-- Article start --

If the drive is an external USB drive then it is quite possible that just the USB side of things has died. The actual hard drive that is in the guts of it is separate and may be quite fine.

If this is the sort of drive you have, head down to jaycar or equivalent and get a USB to SATA connector. Pull apart your USB drive (gently) and plug it in and see what happens. To me this sounds like the situation you're in and there's definitely hope.

That's one option. The other option is specialist data recovery. Expect to pay many hundreds.

That's the first part. The second is this:

I've worked in IT for 12 years now and the overriding factor with backups is avoiding "Single point of failure".

A single point of failure is the the point where one thing can die and the whole system fails. An example is the engine in car: if that breaks, nothing works. Another example is the light bulb in a single bulb light: if it breaks, nothing works.

The point of backups is avoiding that single point of failure. The first thing you do is you *copy* the data to an external drive. You now have data in two places. A common mistake (and what it unfortunately seems like you've done here) is to move the data from one hard drive to the other. That achieves very little, as you've regrettably discovered. Most people learn this lesson the hard way to varying degrees, myself included.

Let's go back to our example. You've now got a USB drive plugged into your computer and both it and your main hard drive have the data. Safe? No. What if a power surge comes down and fries your hard drive and the connected USB drive? It can happen. Ok, so you unplug it. Safe now right?

Well, that depends. What if you have a house fire? All the data is stored in one place still and a single fire will take it all out. Now you can argue I'm going a bit far here and maybe I am, but how far you take this exercise depends on how much you care about your data. If it is music, fine, two locations in your house is fine. If it is your thesis which you've worked on for 9 years, then probably not. I know of a new story sometime back where that exact situation happened and he lost his thesis.

At home, I've got hourly writes to an external hard drive which is rotated with an offsite location once a week. I lose a week's worth of data. I still do have a single point of failure though: if someone nukes East Maitland then they'll take out both copies, but, I think at that point I won't care much about my files

I was taught something in my flight training which I think is very relevant: "Don't be surprised if the engine stops, just disappointed". Same thing with IT unfortunately.

-- Article end --

> _Exercise task A_
Reproduce everything in the post on drive failure and backups from "Well, that depends." down to "lost his thesis.", word for word.
The records have no connection to the post about drive failure and backups.

-- Source material start --

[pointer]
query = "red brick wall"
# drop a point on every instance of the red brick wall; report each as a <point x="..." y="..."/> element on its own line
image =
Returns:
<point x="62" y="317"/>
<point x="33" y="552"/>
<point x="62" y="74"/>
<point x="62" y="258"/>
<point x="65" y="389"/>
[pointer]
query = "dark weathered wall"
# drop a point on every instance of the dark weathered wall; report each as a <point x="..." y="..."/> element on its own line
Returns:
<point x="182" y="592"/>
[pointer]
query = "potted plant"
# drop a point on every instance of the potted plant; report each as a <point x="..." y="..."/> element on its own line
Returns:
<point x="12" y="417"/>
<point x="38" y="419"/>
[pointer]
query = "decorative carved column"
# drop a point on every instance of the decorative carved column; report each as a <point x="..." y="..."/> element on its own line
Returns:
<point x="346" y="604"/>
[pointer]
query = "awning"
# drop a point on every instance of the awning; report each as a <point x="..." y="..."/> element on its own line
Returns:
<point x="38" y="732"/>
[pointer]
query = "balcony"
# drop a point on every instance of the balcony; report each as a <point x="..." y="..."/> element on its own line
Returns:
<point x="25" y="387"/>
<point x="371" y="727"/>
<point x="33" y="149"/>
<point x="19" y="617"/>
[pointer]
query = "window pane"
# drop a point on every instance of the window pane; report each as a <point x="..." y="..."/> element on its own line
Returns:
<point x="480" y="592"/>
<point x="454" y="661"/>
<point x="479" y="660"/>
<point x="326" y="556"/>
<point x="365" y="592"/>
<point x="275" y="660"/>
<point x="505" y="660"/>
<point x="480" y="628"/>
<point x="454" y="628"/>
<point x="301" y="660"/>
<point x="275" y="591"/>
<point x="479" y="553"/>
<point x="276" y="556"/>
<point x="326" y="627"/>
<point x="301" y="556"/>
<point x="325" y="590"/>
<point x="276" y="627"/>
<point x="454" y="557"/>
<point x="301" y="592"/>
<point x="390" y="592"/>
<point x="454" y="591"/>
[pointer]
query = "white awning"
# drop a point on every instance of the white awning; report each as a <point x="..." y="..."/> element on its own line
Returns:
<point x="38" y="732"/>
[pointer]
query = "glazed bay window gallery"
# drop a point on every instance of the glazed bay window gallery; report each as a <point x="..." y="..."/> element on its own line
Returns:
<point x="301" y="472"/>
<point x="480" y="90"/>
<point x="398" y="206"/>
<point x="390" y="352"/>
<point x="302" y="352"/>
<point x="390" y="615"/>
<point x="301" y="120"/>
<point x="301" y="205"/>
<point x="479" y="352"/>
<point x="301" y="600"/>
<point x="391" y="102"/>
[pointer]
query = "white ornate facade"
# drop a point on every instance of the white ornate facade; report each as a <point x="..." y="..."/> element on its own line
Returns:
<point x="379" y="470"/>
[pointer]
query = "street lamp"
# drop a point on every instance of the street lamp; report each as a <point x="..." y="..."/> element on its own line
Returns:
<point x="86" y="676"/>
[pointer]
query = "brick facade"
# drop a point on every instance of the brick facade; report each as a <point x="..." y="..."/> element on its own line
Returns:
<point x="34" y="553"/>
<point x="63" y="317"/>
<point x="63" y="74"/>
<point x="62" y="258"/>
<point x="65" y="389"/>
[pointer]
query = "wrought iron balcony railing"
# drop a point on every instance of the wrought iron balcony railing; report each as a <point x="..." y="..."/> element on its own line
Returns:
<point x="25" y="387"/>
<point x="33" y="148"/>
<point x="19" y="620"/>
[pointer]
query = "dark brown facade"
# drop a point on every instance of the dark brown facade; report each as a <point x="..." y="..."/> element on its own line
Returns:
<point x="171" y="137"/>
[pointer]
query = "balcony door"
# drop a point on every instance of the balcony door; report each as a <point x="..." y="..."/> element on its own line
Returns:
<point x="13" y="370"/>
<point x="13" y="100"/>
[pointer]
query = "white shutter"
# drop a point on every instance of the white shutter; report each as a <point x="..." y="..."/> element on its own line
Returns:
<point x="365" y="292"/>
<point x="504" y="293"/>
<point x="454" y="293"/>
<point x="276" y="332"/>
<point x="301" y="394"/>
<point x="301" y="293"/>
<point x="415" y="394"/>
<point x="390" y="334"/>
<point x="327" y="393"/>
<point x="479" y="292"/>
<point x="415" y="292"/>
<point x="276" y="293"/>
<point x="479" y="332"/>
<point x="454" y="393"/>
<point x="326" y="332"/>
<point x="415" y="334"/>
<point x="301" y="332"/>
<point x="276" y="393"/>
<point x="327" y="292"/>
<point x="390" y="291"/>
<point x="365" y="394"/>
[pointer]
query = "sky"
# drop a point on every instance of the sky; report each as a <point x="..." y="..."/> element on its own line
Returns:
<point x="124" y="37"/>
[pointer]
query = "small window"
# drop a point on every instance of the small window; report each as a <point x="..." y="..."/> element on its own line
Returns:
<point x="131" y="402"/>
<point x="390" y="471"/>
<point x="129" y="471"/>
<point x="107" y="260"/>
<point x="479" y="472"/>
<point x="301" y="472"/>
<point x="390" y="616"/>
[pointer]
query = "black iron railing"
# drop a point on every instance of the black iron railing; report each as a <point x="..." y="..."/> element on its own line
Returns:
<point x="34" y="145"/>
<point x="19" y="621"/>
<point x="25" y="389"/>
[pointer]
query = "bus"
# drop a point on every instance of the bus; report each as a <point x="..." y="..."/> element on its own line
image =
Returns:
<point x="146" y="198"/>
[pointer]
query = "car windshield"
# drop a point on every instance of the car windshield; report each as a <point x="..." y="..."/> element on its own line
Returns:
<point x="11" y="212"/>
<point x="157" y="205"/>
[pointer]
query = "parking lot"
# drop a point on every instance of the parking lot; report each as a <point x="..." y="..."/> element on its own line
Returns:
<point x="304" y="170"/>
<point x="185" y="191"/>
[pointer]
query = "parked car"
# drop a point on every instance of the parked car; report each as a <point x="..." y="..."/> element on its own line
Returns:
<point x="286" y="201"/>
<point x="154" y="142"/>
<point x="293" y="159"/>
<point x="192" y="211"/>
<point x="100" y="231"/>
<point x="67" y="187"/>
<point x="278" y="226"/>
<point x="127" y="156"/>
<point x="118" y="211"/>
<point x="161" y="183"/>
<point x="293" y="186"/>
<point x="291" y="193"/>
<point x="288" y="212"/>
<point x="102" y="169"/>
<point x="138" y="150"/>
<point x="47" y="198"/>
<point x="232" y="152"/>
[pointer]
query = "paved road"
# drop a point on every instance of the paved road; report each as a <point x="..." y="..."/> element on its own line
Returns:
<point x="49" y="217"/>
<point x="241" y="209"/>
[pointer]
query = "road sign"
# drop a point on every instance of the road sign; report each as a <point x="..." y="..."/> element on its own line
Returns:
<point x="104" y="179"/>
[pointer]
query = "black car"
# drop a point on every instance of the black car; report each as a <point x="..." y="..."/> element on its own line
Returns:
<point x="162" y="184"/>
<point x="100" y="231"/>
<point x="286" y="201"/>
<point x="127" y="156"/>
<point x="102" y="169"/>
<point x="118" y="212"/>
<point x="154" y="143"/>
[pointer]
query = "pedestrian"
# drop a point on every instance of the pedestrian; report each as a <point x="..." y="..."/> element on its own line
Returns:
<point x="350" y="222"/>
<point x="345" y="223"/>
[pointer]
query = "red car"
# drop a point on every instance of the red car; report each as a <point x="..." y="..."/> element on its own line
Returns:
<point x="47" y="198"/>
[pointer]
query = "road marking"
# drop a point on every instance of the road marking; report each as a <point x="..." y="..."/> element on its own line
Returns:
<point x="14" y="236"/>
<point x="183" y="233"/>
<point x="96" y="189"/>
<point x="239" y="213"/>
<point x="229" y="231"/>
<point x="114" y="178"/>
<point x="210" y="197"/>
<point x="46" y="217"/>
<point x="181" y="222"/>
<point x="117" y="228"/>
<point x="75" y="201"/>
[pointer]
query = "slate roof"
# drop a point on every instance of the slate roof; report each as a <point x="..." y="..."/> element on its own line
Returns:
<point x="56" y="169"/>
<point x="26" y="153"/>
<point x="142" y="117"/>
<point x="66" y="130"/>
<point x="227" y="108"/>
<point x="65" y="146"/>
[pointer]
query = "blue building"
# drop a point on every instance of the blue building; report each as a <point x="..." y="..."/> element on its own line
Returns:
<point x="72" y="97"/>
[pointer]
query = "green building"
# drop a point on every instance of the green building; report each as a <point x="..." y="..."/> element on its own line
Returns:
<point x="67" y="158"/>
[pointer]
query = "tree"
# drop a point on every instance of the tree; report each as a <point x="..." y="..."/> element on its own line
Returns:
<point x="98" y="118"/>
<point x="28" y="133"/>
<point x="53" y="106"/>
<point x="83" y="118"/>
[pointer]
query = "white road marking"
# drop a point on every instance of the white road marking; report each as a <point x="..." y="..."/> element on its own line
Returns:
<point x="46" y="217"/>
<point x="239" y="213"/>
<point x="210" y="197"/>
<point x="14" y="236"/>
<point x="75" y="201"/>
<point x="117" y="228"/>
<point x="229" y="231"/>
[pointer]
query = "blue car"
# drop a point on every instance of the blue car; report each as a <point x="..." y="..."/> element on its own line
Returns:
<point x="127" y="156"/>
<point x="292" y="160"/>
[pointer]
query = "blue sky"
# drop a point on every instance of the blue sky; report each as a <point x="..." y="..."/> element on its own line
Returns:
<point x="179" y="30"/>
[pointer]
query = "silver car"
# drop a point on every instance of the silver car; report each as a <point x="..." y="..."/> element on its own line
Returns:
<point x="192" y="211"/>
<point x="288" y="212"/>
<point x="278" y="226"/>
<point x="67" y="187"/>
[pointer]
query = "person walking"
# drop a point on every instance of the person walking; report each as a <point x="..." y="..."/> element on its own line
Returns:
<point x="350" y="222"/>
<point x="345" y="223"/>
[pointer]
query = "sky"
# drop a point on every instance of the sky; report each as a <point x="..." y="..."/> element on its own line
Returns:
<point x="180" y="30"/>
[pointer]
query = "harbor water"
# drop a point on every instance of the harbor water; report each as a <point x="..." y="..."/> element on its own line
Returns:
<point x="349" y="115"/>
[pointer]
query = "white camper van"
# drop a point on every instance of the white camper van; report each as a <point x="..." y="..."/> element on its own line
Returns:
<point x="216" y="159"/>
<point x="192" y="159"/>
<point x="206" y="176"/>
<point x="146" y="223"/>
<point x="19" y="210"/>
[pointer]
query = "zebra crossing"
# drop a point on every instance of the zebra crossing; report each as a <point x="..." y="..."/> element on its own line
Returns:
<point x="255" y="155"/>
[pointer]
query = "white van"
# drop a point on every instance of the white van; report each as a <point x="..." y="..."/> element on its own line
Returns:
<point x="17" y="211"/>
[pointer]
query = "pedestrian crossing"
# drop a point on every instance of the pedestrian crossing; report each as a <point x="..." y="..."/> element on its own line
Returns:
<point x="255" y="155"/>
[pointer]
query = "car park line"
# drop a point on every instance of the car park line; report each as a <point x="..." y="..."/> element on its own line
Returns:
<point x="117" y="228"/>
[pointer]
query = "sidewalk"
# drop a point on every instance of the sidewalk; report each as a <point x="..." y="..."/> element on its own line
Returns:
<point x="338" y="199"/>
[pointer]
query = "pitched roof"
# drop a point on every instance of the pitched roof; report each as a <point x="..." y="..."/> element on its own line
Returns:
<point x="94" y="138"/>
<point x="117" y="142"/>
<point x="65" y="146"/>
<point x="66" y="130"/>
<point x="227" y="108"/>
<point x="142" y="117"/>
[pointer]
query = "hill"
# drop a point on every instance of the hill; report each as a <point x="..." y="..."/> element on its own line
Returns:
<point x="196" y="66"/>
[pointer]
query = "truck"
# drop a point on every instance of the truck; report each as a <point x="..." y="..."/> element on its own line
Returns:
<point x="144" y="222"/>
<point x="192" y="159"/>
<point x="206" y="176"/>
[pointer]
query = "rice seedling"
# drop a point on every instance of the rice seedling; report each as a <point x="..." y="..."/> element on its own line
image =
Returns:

-- Source material end --

> _Exercise task B_
Locate each line in the records that contains the string "shutter" and copy those lines.

> _Expected answer A_
Well, that depends. What if you have a house fire? All the data is stored in one place still and a single fire will take it all out. Now you can argue I'm going a bit far here and maybe I am, but how far you take this exercise depends on how much you care about your data. If it is music, fine, two locations in your house is fine. If it is your thesis which you've worked on for 9 years, then probably not. I know of a new story sometime back where that exact situation happened and he lost his thesis.

> _Expected answer B_
query = "white shutter"
# drop a point on every instance of the white shutter; report each as a <point x="..." y="..."/> element on its own line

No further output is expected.